Copy out the items below word for word, starting with the line that contains "object=white table lamp" and going through the line that contains "(169, 1), (333, 104)", with both of those lines included.

[Data lines]
*-*-*

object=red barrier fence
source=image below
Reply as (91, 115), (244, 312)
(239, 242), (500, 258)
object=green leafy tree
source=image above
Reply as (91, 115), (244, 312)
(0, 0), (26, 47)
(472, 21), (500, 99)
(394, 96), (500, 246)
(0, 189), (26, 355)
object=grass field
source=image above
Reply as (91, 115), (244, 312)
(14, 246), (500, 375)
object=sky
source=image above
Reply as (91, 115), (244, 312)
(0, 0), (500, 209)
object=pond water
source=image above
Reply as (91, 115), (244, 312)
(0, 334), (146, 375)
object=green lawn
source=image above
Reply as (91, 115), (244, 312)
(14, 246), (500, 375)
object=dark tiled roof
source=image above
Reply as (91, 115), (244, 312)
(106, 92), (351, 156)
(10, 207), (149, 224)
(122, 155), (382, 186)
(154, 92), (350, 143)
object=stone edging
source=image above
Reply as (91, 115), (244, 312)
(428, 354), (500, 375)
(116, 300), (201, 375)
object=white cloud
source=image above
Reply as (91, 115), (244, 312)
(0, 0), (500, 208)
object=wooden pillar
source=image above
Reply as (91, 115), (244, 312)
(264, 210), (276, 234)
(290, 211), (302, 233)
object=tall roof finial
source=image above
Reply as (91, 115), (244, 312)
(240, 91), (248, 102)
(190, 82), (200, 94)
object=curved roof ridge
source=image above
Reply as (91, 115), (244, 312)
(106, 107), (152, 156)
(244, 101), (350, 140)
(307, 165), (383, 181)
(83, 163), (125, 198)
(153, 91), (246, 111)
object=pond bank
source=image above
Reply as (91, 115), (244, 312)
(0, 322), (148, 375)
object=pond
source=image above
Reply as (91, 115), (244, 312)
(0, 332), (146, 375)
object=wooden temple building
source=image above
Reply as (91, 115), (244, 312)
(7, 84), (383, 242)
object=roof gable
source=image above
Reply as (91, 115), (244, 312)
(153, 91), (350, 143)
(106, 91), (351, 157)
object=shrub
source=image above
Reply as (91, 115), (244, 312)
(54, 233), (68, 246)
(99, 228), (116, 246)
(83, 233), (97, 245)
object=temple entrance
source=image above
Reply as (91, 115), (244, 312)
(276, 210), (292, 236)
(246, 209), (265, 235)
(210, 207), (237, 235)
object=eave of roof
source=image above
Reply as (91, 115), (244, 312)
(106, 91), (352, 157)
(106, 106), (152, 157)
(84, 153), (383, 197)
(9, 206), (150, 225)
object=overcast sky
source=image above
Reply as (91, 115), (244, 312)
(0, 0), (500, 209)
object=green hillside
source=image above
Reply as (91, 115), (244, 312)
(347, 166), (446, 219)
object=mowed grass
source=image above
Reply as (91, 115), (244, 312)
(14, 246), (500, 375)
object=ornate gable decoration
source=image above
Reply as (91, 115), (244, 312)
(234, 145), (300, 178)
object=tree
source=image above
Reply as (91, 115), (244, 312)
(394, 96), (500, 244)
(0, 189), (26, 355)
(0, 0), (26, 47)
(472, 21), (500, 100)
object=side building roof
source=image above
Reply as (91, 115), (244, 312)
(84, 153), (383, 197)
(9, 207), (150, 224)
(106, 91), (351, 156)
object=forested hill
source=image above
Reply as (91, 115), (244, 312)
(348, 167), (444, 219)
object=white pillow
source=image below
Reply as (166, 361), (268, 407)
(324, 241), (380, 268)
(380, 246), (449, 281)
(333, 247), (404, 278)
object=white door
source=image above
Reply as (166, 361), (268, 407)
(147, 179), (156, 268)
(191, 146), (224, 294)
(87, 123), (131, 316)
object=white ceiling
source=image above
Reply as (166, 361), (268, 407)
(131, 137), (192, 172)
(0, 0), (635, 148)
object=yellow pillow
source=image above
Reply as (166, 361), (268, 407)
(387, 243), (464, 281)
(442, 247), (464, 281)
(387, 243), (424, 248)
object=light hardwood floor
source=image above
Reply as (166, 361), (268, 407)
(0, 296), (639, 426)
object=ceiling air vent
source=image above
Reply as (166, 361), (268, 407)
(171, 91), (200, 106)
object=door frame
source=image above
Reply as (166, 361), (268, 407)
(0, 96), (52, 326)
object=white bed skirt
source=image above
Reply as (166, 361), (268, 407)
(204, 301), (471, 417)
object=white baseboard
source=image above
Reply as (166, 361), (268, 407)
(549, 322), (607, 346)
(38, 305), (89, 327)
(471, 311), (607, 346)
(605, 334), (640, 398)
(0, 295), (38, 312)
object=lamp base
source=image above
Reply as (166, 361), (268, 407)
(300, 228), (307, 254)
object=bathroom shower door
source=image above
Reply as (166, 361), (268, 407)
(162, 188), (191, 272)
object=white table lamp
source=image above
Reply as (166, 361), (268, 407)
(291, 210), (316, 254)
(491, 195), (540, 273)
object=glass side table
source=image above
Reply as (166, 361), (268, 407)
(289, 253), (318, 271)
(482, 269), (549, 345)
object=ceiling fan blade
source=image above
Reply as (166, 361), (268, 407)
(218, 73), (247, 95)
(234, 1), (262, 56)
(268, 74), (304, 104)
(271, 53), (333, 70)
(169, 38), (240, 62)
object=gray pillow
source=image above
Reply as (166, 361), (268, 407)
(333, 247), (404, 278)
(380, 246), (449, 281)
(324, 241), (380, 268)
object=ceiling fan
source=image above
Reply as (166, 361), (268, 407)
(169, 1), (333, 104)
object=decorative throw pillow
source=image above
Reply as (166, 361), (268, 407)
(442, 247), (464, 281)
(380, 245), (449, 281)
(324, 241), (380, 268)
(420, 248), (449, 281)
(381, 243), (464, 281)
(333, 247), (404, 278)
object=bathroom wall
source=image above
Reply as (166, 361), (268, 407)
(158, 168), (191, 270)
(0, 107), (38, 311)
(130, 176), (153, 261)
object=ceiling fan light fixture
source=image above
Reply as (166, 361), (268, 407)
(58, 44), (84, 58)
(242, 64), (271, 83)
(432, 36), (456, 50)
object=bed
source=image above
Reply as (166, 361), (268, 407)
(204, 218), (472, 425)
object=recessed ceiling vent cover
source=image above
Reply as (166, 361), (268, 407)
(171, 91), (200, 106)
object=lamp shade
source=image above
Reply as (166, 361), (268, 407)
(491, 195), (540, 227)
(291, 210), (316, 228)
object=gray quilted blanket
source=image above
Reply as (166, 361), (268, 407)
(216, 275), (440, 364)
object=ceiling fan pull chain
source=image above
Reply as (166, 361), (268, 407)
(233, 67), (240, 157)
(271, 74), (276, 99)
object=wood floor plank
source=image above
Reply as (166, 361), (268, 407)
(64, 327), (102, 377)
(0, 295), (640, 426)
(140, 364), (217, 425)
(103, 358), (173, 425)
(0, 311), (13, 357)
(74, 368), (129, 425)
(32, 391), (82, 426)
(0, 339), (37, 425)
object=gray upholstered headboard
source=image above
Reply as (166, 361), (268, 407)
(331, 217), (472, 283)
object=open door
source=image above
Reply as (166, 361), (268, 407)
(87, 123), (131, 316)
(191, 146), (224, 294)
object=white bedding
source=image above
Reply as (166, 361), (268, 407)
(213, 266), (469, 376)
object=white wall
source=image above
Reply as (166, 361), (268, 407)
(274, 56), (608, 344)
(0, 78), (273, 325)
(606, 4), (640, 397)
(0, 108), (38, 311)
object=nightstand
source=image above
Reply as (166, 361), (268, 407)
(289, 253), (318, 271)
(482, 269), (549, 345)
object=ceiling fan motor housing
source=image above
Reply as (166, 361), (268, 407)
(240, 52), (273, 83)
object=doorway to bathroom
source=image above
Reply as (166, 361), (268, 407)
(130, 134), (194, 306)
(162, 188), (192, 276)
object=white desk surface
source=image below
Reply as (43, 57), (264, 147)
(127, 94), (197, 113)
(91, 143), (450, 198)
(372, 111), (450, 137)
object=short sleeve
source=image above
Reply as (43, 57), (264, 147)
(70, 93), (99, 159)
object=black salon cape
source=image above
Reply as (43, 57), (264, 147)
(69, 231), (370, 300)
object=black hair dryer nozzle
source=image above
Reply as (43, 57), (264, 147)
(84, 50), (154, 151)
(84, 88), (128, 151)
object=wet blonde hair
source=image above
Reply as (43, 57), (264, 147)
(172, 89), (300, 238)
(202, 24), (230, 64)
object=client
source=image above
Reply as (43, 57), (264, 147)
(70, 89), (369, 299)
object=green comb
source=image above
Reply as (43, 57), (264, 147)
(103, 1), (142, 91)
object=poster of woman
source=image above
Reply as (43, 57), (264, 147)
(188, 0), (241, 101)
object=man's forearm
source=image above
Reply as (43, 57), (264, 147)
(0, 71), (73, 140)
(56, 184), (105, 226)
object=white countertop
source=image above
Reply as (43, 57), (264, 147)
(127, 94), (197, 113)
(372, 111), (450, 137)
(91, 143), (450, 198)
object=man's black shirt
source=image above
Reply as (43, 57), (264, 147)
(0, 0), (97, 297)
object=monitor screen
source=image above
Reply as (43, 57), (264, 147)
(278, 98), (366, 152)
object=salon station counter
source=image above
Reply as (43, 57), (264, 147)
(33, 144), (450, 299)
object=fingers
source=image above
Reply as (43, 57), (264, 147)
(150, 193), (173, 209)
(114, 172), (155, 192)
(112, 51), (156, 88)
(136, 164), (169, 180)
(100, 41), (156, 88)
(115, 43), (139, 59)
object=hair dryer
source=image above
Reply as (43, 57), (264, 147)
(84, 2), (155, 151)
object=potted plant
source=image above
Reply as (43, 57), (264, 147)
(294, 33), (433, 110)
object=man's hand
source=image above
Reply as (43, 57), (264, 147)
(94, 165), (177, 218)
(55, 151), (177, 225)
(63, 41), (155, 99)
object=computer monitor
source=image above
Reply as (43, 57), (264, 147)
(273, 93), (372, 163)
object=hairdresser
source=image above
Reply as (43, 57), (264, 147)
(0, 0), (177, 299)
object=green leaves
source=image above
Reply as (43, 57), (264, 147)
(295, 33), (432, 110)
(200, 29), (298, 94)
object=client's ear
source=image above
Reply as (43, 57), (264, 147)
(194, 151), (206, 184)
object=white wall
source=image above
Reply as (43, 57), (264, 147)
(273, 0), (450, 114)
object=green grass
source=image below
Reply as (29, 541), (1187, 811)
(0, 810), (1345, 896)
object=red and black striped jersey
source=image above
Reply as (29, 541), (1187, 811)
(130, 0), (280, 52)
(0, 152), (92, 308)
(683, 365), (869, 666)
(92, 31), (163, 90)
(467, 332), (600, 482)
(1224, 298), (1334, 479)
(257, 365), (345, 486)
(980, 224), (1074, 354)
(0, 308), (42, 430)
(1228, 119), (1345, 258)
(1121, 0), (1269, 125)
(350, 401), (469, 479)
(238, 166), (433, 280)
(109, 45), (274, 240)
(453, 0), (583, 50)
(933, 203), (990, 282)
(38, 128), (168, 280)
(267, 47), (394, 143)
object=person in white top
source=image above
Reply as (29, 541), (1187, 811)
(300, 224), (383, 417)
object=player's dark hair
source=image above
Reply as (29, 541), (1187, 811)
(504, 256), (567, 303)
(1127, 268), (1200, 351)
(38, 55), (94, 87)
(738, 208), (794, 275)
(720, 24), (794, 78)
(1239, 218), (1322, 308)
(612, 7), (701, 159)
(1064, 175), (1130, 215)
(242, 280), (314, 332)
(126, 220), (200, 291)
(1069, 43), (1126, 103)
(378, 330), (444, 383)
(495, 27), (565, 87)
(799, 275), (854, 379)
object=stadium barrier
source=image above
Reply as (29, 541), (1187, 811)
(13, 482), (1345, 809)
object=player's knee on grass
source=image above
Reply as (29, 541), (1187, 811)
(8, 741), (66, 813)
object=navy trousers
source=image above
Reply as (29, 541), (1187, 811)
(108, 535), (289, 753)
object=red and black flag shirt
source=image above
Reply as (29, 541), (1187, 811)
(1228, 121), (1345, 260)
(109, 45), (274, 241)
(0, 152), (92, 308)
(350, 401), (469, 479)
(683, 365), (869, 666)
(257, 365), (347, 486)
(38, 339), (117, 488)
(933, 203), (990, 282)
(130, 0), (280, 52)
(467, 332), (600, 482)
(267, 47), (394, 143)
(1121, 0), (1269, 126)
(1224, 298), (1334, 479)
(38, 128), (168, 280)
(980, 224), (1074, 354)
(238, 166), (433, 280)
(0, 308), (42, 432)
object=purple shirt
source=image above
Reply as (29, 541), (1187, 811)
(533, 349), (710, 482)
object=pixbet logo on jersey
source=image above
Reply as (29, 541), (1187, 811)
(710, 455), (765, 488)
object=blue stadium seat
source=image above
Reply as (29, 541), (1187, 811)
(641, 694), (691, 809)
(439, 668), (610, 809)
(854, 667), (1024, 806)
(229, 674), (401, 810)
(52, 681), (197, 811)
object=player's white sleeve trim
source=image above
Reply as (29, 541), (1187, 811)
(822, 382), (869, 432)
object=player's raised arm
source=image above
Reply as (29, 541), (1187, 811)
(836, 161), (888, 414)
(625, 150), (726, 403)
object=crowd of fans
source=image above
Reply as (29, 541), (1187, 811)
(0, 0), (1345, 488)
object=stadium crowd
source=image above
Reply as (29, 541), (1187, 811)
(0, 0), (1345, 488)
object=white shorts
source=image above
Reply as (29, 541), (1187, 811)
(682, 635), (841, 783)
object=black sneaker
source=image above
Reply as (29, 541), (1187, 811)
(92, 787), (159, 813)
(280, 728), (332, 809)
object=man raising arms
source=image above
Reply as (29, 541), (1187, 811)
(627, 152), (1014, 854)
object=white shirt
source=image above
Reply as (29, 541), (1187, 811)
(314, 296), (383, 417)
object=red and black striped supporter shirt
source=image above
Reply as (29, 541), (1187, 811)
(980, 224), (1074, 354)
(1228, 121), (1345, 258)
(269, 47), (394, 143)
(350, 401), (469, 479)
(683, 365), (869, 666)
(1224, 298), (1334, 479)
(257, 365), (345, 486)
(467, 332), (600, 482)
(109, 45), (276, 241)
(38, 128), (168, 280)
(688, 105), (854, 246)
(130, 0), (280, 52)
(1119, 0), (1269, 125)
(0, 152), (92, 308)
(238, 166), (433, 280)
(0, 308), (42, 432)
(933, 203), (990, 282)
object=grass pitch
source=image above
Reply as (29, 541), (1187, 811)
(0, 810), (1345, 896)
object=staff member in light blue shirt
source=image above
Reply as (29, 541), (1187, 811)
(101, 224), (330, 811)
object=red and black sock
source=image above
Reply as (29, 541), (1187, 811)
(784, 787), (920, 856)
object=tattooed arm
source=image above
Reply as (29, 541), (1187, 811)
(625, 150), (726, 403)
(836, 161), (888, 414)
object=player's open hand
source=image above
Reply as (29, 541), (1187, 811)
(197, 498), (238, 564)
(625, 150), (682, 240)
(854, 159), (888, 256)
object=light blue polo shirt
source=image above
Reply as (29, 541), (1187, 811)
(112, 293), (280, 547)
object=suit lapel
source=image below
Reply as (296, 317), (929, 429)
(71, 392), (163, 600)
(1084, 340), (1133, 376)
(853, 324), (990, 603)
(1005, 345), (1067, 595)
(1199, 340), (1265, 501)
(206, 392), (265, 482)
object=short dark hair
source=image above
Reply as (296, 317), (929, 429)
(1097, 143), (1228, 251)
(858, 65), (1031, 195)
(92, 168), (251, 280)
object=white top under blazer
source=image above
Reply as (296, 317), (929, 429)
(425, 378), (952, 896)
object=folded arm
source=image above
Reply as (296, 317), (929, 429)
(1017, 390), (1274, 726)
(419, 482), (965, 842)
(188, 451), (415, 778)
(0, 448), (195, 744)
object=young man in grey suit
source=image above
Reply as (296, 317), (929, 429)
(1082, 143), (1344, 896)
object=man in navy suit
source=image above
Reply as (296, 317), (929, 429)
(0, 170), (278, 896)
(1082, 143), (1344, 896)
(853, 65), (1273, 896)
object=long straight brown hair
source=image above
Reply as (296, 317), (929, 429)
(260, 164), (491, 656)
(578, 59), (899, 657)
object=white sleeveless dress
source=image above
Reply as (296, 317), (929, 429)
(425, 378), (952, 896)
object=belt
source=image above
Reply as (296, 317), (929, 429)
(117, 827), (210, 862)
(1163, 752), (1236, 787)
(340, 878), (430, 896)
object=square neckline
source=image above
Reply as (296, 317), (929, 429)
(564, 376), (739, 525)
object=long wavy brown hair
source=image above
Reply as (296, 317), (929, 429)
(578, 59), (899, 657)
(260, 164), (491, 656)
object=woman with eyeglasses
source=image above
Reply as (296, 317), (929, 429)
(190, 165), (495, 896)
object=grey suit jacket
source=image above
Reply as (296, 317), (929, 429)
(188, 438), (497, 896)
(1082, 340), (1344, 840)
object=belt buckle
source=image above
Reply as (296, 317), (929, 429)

*-*-*

• _Exercise answer_
object=white table lamp
source=image above
Reply as (166, 361), (268, 407)
(291, 210), (316, 254)
(491, 195), (540, 273)
object=glass side table
source=image above
Reply as (166, 361), (268, 407)
(289, 253), (318, 271)
(482, 269), (549, 345)
object=ceiling fan blade
source=image above
Reply as (166, 361), (268, 407)
(218, 73), (247, 95)
(234, 1), (262, 56)
(268, 74), (304, 104)
(271, 53), (333, 70)
(169, 38), (240, 62)
object=gray pillow
source=image above
Reply as (166, 361), (268, 407)
(333, 247), (404, 278)
(380, 246), (449, 281)
(324, 241), (380, 268)
object=ceiling fan
source=image above
Reply as (166, 361), (268, 407)
(169, 1), (333, 104)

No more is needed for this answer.